## REQUIRED WORK
Word for word, reproduce every line of the data below.

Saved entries
-.-.-

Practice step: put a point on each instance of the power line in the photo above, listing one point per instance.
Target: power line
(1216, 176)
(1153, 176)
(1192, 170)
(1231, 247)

-.-.-

## WRITTEN SOLUTION
Practice step: put a point on each instance of the power line in the photo above, listing one point per instance.
Target: power line
(1216, 176)
(1153, 176)
(1192, 170)
(1231, 247)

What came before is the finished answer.